Wybrany fragment:
In [1]:
import numpy as np
import pandas as pd
import pickle

from sklearn.feature_extraction.text import TfidfVectorizer
from gensim.models import Word2Vec

import functions as f



## Functions

word -> text -> text_corpus
token -> text_token -> tokens_corpus
ind -> text_ind -> ind_corpus
corpus_counter

text: string ze słowami -> word

text_token: lista z tokenami -> token

text_ind: lista z indexami tokenów -> ind

text_corpus: lista stringów ze słowami

tokens_corpus: lista list z tokenami

corpus_counter: słownik ze słowami i częstotliwościami

In [2]:
translation_table = str.maketrans('', '', string.punctuation)

def remove_stop_words(text_token):
    return [token for token in text_token if token not in stop_words.ENGLISH_STOP_WORDS]

def lem_words(text_token):
    lem = stem.WordNetLemmatizer()
    return [lem.lemmatize(token, pos='v') for token in text_token]

def distinct_corpus_words(tokens_corpus):
    tokens_corpus_flatten = [token for tokens in tokens_corpus for token in tokens]
    corpus_counter = Counter(tokens_corpus_flatten).most_common()

Dostarczone dane:
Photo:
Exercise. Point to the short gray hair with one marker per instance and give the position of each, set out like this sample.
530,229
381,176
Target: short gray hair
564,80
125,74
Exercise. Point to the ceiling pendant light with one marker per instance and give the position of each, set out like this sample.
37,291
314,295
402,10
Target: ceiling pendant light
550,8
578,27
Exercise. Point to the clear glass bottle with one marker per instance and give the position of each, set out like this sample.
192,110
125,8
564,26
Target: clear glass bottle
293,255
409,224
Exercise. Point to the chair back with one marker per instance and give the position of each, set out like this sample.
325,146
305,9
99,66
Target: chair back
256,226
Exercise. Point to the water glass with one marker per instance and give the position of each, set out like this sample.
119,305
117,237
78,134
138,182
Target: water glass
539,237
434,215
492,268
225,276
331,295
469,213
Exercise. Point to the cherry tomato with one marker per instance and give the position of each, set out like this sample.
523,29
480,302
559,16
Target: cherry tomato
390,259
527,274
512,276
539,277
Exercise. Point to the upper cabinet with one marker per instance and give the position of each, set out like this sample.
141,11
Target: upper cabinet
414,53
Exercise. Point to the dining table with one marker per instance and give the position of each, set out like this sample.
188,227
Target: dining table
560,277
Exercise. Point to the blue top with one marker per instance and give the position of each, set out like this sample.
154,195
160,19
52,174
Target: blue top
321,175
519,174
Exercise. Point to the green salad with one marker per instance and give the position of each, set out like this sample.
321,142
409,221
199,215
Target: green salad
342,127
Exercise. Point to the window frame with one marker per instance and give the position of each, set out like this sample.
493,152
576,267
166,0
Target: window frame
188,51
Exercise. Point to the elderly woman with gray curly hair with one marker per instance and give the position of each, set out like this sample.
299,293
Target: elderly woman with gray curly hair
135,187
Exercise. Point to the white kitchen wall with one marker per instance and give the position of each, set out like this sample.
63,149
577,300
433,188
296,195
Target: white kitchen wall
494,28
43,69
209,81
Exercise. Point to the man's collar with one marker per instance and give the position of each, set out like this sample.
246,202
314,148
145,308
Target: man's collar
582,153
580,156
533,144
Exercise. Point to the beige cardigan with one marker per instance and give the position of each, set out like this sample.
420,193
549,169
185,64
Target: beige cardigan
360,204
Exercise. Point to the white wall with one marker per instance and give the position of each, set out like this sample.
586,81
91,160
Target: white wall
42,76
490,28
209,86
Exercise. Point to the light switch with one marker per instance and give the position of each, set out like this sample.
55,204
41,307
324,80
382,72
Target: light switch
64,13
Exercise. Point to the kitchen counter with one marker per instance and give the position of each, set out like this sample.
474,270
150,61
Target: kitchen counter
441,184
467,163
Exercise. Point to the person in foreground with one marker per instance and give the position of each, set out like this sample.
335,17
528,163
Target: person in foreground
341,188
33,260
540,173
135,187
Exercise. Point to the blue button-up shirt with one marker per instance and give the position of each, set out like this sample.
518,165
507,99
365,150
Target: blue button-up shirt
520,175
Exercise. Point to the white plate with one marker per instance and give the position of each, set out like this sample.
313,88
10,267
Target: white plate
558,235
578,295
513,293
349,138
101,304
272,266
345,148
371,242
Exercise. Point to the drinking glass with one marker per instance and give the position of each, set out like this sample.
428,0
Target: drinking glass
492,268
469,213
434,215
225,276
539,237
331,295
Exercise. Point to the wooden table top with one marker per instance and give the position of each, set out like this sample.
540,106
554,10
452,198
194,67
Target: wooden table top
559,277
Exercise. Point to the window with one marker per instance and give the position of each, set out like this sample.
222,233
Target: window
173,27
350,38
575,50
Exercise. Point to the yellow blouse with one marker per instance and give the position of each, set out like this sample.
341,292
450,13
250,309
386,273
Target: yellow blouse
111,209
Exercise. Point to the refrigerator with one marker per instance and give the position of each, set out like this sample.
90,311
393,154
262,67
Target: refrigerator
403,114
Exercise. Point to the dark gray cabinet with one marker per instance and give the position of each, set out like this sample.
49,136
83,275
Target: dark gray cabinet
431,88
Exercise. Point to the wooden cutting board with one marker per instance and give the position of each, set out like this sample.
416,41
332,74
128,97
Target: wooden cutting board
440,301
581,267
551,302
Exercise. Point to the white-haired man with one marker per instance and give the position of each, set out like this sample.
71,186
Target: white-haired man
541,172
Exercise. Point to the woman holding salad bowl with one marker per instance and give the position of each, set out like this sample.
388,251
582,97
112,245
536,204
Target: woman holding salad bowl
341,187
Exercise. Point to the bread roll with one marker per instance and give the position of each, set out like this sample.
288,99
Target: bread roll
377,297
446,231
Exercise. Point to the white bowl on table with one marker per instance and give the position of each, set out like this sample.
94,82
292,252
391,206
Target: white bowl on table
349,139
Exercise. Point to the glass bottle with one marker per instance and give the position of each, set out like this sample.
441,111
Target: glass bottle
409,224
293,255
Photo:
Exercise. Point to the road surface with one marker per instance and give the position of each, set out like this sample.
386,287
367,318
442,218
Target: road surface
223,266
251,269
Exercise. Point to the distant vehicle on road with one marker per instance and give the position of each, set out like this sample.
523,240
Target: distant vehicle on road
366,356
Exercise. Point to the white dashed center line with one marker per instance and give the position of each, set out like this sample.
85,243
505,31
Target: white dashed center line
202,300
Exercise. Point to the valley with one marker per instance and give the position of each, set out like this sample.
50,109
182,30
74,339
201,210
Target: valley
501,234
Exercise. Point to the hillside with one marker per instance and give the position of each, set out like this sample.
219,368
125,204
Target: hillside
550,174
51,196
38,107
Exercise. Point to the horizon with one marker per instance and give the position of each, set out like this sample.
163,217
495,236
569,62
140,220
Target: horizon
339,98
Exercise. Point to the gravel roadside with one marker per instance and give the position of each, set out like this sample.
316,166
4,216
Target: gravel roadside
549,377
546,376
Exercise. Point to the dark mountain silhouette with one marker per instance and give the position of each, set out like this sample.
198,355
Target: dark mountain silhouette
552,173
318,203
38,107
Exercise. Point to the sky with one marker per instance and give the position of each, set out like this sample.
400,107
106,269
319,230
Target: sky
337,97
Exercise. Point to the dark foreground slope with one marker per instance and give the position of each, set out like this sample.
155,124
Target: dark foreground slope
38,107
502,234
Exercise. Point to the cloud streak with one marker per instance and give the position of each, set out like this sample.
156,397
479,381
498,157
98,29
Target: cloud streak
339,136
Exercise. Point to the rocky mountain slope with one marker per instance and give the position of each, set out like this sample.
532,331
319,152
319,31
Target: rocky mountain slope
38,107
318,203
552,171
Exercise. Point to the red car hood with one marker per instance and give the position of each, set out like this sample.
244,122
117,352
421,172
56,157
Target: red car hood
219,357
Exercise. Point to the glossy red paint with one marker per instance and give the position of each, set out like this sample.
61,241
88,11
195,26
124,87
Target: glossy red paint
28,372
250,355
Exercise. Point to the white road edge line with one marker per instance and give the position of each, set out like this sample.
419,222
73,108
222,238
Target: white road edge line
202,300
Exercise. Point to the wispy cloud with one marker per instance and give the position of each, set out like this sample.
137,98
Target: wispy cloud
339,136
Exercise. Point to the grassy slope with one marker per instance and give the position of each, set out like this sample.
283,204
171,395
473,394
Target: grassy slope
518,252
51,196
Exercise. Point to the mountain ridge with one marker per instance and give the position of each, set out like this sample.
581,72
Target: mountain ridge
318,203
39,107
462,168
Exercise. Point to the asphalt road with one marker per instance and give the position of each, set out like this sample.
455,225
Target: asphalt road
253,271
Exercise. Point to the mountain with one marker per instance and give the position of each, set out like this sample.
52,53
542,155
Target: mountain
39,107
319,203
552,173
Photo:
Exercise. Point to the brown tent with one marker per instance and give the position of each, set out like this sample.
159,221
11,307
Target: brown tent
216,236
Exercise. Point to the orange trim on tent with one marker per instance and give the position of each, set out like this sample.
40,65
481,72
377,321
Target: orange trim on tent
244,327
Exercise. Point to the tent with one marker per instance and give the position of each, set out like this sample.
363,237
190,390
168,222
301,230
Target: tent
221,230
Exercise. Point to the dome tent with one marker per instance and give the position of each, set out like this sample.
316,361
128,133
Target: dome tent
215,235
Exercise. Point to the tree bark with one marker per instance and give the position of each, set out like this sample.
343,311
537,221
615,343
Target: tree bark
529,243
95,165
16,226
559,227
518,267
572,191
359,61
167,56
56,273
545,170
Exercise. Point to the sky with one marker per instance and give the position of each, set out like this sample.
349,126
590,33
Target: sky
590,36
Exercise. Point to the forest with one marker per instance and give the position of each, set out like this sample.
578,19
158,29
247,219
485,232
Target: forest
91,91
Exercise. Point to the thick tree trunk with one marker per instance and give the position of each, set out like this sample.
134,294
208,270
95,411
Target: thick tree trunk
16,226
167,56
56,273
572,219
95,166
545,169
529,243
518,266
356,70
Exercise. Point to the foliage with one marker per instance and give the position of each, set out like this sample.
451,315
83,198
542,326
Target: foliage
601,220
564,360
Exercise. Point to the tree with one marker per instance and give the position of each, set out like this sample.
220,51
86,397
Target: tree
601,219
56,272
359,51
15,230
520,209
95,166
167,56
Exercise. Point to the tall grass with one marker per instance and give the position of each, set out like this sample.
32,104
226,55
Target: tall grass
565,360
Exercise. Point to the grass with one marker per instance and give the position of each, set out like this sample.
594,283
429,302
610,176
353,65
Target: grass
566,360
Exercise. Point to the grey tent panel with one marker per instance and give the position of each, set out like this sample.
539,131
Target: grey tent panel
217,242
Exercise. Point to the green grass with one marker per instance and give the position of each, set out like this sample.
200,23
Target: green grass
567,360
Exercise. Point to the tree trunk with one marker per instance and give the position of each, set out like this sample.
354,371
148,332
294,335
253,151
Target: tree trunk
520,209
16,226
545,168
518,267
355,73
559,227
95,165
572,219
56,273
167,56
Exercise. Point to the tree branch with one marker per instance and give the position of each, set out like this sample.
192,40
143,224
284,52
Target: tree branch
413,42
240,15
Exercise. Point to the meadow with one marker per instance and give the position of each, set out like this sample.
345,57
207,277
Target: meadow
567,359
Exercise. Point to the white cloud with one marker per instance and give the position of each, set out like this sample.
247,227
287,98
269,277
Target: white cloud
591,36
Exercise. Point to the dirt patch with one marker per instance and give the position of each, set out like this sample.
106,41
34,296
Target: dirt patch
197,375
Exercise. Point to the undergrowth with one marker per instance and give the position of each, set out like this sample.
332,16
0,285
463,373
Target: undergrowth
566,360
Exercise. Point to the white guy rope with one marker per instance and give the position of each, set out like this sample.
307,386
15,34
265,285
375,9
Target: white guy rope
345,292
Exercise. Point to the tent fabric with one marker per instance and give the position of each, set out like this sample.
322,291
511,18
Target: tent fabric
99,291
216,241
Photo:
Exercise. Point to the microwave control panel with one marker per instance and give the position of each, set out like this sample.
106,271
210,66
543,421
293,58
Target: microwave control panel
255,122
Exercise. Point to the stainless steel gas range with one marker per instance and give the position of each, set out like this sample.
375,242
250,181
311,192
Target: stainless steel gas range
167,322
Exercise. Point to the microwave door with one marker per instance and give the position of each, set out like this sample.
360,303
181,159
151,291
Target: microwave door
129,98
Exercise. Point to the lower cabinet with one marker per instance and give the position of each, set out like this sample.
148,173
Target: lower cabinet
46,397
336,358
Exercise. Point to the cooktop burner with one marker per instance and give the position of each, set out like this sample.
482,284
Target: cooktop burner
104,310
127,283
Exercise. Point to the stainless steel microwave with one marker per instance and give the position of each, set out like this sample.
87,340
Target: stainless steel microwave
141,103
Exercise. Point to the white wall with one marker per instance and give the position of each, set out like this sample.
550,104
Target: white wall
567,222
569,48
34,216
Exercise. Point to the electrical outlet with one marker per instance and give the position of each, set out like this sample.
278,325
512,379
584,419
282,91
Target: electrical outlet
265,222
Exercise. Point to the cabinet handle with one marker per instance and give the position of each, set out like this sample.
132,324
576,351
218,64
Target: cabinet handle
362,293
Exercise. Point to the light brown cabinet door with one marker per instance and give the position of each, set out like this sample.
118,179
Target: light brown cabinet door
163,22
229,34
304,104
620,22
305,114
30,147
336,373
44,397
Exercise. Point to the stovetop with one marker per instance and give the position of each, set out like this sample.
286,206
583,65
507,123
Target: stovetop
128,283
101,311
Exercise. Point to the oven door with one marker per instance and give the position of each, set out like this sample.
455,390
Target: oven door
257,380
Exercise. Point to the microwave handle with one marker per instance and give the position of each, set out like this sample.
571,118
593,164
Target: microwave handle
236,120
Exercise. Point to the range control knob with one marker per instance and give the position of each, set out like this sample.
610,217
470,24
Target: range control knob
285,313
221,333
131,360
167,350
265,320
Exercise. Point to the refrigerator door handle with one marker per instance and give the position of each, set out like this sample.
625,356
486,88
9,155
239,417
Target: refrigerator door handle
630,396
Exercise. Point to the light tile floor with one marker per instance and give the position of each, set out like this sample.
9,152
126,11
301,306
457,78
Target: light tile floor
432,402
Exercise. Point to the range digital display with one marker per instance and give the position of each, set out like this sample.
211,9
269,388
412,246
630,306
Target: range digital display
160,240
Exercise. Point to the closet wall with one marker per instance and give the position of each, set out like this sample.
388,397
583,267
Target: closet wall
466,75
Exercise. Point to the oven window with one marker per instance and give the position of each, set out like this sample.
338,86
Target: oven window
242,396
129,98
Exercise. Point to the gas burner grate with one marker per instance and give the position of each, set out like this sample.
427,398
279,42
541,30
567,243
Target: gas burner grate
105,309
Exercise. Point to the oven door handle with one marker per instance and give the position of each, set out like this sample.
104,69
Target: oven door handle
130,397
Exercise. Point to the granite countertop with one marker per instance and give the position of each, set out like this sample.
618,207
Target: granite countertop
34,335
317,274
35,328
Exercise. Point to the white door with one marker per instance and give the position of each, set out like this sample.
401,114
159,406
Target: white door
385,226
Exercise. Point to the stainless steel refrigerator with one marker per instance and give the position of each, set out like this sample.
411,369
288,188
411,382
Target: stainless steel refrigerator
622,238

Zadania:
a - Zbierz z wpisów wszystkie wiersze, w których występuje ciąg „drinking”.
b - Dopisz dalszą część kodu przetwarzającego tekst, zaczynając od wiersza następującego po ostatnim pokazanym.
Kod przetwarzający tekst nie ma związku z wpisami.

Odpowiedzi do ćwiczenia:
a -
Exercise. Point to the drinking glass with one marker per instance and give the position of each, set out like this sample.
Target: drinking glass

b -
    return corpus_counter, len(corpus_counter)

In [3]:
def normalize_single_text(text, translation_table=translation_table):
    text = str(text).lower()
    text = text.translate(translation_table)

    text_tokens = nltk.word_tokenize(text)
    text_tokens = remove_stop_words(text_tokens)
    text_tokens = lem_words(text_tokens)
    
    return text_tokens

def normalize_text(text_corpus, translation_table=translation_table):
    return [normalize_single_text(text, translation_table=translation_table) for text in text_corpus]

In [4]:
def build_dictionary(corpus_counter):
    word2ind = {corpus_counter[i][0]: i for i in range(len(corpus_counter))}
    ind2word = [word[0] for word in corpus_counter]
    return word2ind, ind2word

def text_token2ind(text_token, word2ind):
    return [word2ind[token] for token in text_token if token in word2ind]

In [5]:
def build_bow(ind_corpus, n_tokens, max_features=None):
    """Max features takes n features with the lowest index - assumes that lower index -> higher number of occurrences"""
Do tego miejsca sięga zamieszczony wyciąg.